Short exercise: Copy out every row below word for word, leaving out the pictures.

Information provided:
## BEGIN

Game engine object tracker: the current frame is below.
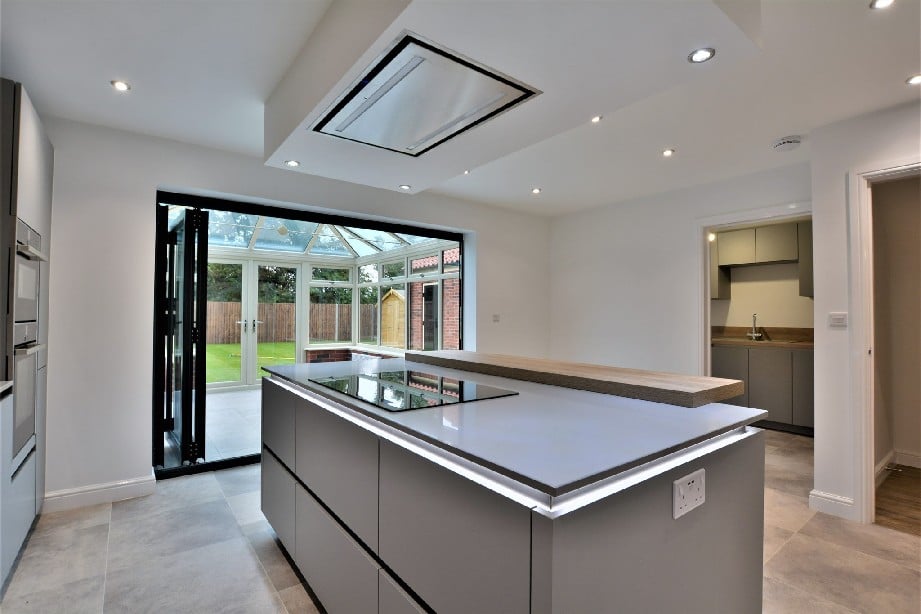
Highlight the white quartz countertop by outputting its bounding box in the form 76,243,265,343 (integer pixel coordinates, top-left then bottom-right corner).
265,358,766,496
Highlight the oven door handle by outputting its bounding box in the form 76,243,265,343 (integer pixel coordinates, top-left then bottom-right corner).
16,243,48,262
13,343,46,356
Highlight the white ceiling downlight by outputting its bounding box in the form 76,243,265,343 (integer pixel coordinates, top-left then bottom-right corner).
688,47,716,64
312,32,540,156
771,134,803,151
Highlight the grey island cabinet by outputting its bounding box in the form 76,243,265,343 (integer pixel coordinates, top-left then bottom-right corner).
262,359,764,614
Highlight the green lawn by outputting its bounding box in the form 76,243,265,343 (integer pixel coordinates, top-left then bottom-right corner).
205,341,295,384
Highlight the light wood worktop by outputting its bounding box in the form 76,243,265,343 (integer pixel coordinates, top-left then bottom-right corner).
406,350,744,407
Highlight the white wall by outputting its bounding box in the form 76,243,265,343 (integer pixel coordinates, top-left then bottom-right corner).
710,262,813,328
810,103,921,520
550,165,810,374
46,118,549,506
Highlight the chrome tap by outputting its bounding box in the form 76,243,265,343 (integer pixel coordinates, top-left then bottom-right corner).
745,313,761,341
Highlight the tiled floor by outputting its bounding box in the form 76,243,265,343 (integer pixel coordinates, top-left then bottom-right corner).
0,431,921,614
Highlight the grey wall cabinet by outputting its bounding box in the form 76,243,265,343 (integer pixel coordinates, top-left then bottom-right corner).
377,569,425,614
294,484,380,614
796,221,815,298
792,350,815,428
261,450,295,552
294,397,378,552
380,441,531,614
716,228,755,266
262,379,300,468
755,224,799,263
710,241,732,299
710,346,749,407
748,348,793,424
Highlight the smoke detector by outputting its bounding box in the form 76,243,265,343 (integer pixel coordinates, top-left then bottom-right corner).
771,134,803,151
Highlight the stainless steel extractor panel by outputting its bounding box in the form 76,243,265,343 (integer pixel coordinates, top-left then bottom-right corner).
313,34,540,156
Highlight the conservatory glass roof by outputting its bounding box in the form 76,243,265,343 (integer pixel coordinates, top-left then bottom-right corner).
197,211,435,258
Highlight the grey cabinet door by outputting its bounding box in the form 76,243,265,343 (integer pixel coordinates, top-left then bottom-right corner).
377,569,425,614
710,241,731,299
793,350,815,427
755,224,799,262
716,228,755,266
380,441,531,614
294,484,380,614
710,345,748,407
261,450,294,552
748,348,793,424
796,221,815,297
262,379,292,467
294,399,378,552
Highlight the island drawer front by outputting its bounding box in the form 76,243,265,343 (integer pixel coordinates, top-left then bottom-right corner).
295,399,378,552
377,569,425,614
294,484,380,614
262,379,299,467
380,441,531,614
262,449,295,552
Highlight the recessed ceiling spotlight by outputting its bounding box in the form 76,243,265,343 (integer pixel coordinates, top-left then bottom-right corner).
688,47,716,64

## END

Result of the task:
Game engine object tracker: the current frame is below.
Highlight the white quartz countertop by outputting its bounding box in the form 76,243,265,343 (integer pixel coordinates, top-left then bottom-right corner).
265,358,766,496
Highlight the oven door handle by outputting its bounding box in the form 76,243,265,343 (integer pixel coordinates, top-left then bottom-right corner).
16,243,48,262
13,343,46,356
Highlight the white ceiling downlight by outputting its bounding box in the form 76,243,265,343 (integer pixel coordinates, top-left then bottom-right corner).
688,47,716,64
312,32,540,156
771,134,803,151
Highlight the grey island cabinet by outputting its bounding box in the form 76,243,265,343 (integer pixel coordinates, top-left then bottom-right corner).
262,359,764,614
Highlight the green lawn by outputting its bounding box in the form 76,243,265,343 (integer pixel coordinates, top-left then bottom-right corner).
205,341,295,384
Highlight the light wood worktop by outputting its bounding box in the form 76,243,265,343 (integer pixel coordinates, top-left then bottom-right corner).
406,350,744,407
Highlight the white wall by outputting its bounding box in the form 76,243,265,343 (integer pixel coordinates, top-left then bottom-right corner).
710,262,813,328
810,103,921,520
550,165,810,374
46,118,549,506
Highlight the chrome tap by outputting its bounding box in the form 76,243,265,343 (integer pixel coordinates, top-left then bottom-right corner).
745,313,761,341
Highlight the tiled floor by outputting its bounding box in the form 76,243,265,343 (integer pixel coordinates, top-left then bottom-right corner).
0,431,921,614
Highlight the grey wall cabinet by outputting its bounding box in the form 76,243,265,343 (integer pixel coordinates, top-left then bottom-right corner).
377,569,425,614
294,484,380,614
796,221,815,298
792,350,815,428
261,450,295,552
294,397,378,552
380,441,531,614
716,228,755,266
262,379,300,468
755,224,799,263
710,241,732,299
710,346,749,407
748,348,793,424
Highlight the smoke detector by outputting its bounding box in the form 76,243,265,343 (integer pixel coordinates, top-left then bottom-right corner).
771,134,803,151
Highlight the stainless steel extractor panel by outputting its bounding box in the form 76,243,265,343 (integer pixel coordinates, top-left then bottom-right corner).
313,34,540,156
Highlight the conservatory glass roof by outputting its bounding box in the form 76,243,265,343 (integer pixel coordinates, top-left then bottom-right corner).
197,211,435,258
Highlight the grey cabinet door by outputting its bounding box in the form 76,243,265,343 (integer pixel coordinates, top-left then bottom-right corner).
377,569,425,614
710,241,731,299
793,350,815,427
755,224,799,262
716,228,755,266
380,441,531,614
294,484,380,614
710,345,748,407
261,450,294,552
748,348,793,424
796,221,815,297
262,379,292,467
294,399,378,552
Highlight the island drawer front by outputting its bounding box in the form 76,243,265,343 (integer pixel coordinates, top-left then bottom-right corner).
295,399,378,552
377,569,425,614
294,484,380,614
262,379,299,467
380,441,531,614
262,449,295,552
Highlight the recessed ceiling spotlight by outputting its bounding box in the form 76,243,265,343 (integer pixel coordinates, top-left then bottom-right corner).
688,47,716,64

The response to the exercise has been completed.